## WORK TASK
The data should be printed again, exactly.

(Entries taken from a collection)
====

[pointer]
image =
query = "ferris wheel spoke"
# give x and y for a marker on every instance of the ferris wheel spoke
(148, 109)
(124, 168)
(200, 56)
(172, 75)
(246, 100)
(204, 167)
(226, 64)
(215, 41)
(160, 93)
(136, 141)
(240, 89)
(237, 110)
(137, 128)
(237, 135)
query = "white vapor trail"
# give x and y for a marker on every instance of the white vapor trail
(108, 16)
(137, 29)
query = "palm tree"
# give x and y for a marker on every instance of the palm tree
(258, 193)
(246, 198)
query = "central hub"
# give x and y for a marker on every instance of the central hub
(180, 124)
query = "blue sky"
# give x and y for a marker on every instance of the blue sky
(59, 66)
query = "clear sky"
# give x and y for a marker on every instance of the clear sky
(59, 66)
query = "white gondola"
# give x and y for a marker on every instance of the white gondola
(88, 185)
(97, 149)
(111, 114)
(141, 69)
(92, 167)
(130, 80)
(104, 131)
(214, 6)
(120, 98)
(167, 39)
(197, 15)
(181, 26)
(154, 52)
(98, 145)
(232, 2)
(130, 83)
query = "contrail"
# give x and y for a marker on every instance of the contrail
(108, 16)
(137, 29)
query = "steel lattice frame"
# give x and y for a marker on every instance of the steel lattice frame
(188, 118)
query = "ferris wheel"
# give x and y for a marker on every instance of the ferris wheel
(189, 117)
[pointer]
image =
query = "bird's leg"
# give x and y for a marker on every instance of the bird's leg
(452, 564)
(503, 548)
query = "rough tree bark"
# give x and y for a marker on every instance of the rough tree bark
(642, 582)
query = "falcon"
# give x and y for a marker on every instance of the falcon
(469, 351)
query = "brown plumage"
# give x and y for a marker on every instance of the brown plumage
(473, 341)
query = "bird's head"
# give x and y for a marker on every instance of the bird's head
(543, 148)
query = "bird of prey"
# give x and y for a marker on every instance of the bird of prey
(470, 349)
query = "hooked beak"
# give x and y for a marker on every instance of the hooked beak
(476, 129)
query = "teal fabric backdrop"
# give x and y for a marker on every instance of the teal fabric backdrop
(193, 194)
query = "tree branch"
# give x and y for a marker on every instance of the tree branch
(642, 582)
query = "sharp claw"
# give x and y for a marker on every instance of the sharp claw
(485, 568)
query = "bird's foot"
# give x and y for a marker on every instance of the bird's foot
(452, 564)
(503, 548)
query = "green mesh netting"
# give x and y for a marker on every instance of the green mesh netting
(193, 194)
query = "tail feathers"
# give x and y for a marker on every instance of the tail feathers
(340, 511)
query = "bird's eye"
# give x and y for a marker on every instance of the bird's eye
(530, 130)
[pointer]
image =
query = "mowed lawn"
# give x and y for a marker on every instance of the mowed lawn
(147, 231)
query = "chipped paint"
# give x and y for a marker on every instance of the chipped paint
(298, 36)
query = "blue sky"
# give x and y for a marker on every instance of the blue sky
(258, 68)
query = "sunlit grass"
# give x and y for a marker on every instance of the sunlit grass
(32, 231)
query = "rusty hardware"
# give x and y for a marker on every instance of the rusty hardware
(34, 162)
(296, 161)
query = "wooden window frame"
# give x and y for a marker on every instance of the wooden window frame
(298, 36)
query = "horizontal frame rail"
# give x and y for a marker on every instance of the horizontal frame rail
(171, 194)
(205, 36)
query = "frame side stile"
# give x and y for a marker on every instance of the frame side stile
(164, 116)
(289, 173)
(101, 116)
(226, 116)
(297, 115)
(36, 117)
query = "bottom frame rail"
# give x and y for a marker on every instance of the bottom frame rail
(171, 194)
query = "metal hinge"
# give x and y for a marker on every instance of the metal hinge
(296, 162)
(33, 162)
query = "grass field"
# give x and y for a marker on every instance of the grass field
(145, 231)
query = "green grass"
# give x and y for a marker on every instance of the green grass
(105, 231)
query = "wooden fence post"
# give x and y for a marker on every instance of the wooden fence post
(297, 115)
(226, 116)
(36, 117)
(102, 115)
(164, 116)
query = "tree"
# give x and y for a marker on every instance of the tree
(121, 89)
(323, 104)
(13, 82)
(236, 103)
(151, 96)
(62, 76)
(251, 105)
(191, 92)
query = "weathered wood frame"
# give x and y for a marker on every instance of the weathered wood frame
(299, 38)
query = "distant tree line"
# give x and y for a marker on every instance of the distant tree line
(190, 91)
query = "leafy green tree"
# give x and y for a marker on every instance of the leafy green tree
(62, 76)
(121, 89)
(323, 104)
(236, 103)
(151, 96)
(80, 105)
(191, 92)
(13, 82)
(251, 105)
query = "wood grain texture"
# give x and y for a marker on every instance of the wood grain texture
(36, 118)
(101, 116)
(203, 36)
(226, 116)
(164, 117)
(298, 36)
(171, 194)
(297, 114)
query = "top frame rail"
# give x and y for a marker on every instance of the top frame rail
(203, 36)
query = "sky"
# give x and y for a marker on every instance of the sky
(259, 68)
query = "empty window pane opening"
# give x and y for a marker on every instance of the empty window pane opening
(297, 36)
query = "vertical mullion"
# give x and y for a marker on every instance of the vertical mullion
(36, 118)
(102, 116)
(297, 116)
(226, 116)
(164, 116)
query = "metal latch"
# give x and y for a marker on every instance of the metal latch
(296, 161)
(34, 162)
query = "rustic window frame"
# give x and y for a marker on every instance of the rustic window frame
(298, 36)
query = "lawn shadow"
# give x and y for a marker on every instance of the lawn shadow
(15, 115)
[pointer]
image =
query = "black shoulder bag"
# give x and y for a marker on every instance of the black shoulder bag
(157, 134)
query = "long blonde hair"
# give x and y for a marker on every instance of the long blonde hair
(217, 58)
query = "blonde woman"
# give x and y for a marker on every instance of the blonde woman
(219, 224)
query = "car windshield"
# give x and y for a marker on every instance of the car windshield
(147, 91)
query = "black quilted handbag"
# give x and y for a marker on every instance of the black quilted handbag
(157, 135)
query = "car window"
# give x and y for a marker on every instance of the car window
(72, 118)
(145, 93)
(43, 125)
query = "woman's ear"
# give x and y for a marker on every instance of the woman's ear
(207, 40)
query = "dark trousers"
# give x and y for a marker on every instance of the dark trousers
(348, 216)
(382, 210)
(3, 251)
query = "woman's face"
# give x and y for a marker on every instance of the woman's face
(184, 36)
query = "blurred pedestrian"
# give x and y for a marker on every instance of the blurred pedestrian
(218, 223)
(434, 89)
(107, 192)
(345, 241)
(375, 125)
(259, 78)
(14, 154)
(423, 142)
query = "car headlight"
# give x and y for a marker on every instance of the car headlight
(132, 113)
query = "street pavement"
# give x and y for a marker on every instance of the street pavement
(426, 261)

====

## ANSWER AREA
[pointer]
image =
query = "ferris wheel spoke"
# give x and y for a marker on every instance of the ferris wheel spoke
(148, 109)
(124, 168)
(200, 56)
(172, 75)
(246, 100)
(204, 167)
(226, 64)
(215, 41)
(160, 93)
(136, 141)
(240, 89)
(237, 110)
(137, 128)
(237, 135)
query = "white vapor trail"
# give x and y for a marker on every instance of the white vapor trail
(108, 16)
(137, 29)
query = "palm tree"
# give x and y for a marker on every instance of the palm tree
(258, 193)
(246, 198)
query = "central hub"
# give x and y for a marker on every instance of the central hub
(180, 124)
query = "blue sky"
# give x and y for a marker on every instance of the blue sky
(59, 66)
query = "clear sky"
# give x and y for a marker on every instance of the clear sky
(59, 66)
query = "white gondola"
# give x and y for a marker on every instance of the white gondola
(88, 185)
(97, 149)
(111, 114)
(141, 69)
(92, 167)
(130, 80)
(104, 131)
(214, 6)
(120, 98)
(167, 39)
(197, 15)
(181, 26)
(154, 52)
(98, 145)
(232, 2)
(130, 83)
query = "contrail"
# give x and y for a marker on every instance of the contrail
(108, 16)
(137, 29)
query = "steel lattice frame"
# give x and y for a marker on every instance of the steel lattice frame
(188, 118)
query = "ferris wheel"
# give x and y for a marker on every instance of the ferris wheel
(189, 117)
[pointer]
image =
query = "bird's leg"
# give x and y for a marker on every instance of the bird's leg
(452, 564)
(503, 548)
query = "rough tree bark"
# give x and y for a marker on every instance of the rough tree bark
(642, 582)
query = "falcon"
# give x and y for a marker on every instance of the falcon
(469, 351)
query = "brown plumage"
# give x and y for a marker on every instance of the brown plumage
(473, 341)
query = "bird's head"
# give x and y for a marker on every instance of the bird's head
(543, 148)
query = "bird of prey"
# give x and y for a marker on every instance of the bird of prey
(470, 349)
query = "hooked beak"
# give x and y for a marker on every instance of the hooked beak
(476, 129)
query = "teal fabric backdrop"
# give x and y for a marker on every instance of the teal fabric backdrop
(193, 194)
query = "tree branch"
# give x and y for a marker on every instance of the tree branch
(642, 582)
query = "sharp claw"
# give x and y for a marker on every instance of the sharp claw
(485, 568)
query = "bird's foot"
# give x and y for a marker on every instance of the bird's foot
(452, 564)
(503, 548)
query = "green mesh netting"
# give x and y for a marker on every instance of the green mesh netting
(193, 194)
query = "tail feathers"
# give x and y for a marker on every instance of the tail feathers
(340, 511)
query = "bird's eye"
# give x and y for a marker on every instance of the bird's eye
(530, 130)
[pointer]
image =
query = "mowed lawn"
# give x and y for a marker on every instance of the mowed lawn
(147, 231)
query = "chipped paint"
# give x and y for a marker on every instance of the chipped paint
(298, 36)
query = "blue sky"
# give x and y for a marker on every instance of the blue sky
(258, 68)
query = "sunlit grass"
# give x and y for a marker on every instance of the sunlit grass
(32, 231)
query = "rusty hardware"
# give x and y for a marker on every instance of the rusty hardware
(34, 162)
(296, 161)
query = "wooden window frame"
# give x and y for a marker on every instance of the wooden window frame
(298, 36)
query = "horizontal frame rail"
# give x and y for a marker on every instance of the horizontal frame rail
(171, 194)
(205, 36)
query = "frame side stile"
# give x and y for a marker on every instance of the frame side stile
(164, 116)
(289, 173)
(101, 116)
(226, 116)
(297, 115)
(36, 117)
query = "bottom frame rail"
# give x and y for a marker on every instance of the bottom frame rail
(171, 194)
query = "metal hinge"
# give x and y for a marker on every instance of the metal hinge
(296, 162)
(33, 162)
query = "grass field"
# give x and y for a marker on every instance of the grass field
(145, 231)
query = "green grass"
# give x and y for a marker on every instance of the green grass
(105, 231)
query = "wooden fence post"
# give x and y for a marker on every instance of the wooden fence post
(297, 115)
(226, 116)
(36, 117)
(102, 115)
(164, 116)
query = "tree"
# give x and y for a marker on every instance of the tree
(121, 89)
(323, 104)
(13, 82)
(236, 103)
(151, 96)
(62, 76)
(251, 105)
(191, 92)
query = "weathered wood frame"
# give x and y for a marker on every instance of the weathered wood frame
(299, 38)
query = "distant tree line"
# give x and y for a marker on every instance of the distant tree line
(190, 91)
query = "leafy green tree"
# give x and y for a marker on every instance of the leafy green tree
(62, 76)
(121, 89)
(323, 104)
(236, 103)
(151, 96)
(80, 105)
(191, 92)
(13, 82)
(251, 105)
query = "wood grain texture"
# give x and y for a marker on every instance of the wood grain texture
(36, 118)
(101, 116)
(203, 36)
(226, 116)
(164, 117)
(298, 36)
(171, 194)
(297, 114)
query = "top frame rail"
# give x and y for a marker on every instance of the top frame rail
(203, 36)
query = "sky"
# give x and y for a marker on every instance of the sky
(259, 68)
query = "empty window pane opening"
# give x and y for a marker on every instance of the empty window pane opening
(297, 36)
query = "vertical mullion"
# give x and y for a marker on every instance of the vertical mullion
(36, 118)
(102, 116)
(297, 116)
(226, 116)
(164, 116)
query = "metal latch"
# give x and y for a marker on every instance of the metal latch
(296, 161)
(34, 162)
query = "rustic window frame"
# give x and y for a marker on every instance of the rustic window frame
(298, 36)
query = "lawn shadow"
# give x and y for a marker on every instance of the lawn shadow
(15, 115)
[pointer]
image =
query = "black shoulder bag"
# give x and y for a marker on every instance of the black shoulder bag
(157, 134)
query = "long blonde hair"
# give x and y for a marker on every instance of the long blonde hair
(217, 58)
query = "blonde woman"
# give x and y for a marker on every instance of the blonde woman
(219, 224)
query = "car windshield"
# give x and y for a marker on every instance of the car windshield
(147, 91)
query = "black quilted handbag"
# give x and y for a marker on every instance of the black quilted handbag
(157, 135)
query = "car window"
# give x and y for a marker on every instance of the car window
(72, 118)
(145, 93)
(43, 125)
query = "woman's ear"
# give x and y for a marker on every instance of the woman's ear
(207, 40)
query = "dark trousers"
# give x and y for a marker on every instance of the dark trousers
(348, 216)
(382, 210)
(3, 251)
query = "woman's face"
# give x and y for a marker on every instance of the woman's face
(184, 36)
query = "blurred pedestrian"
# give x and y for a marker on every instance of the blurred pedestrian
(218, 223)
(434, 89)
(107, 192)
(345, 241)
(375, 125)
(259, 78)
(14, 154)
(423, 142)
query = "car headlight"
# give x and y for a marker on every instance of the car headlight
(132, 113)
query = "street pavement"
# give x and y for a marker on every instance of the street pavement
(426, 261)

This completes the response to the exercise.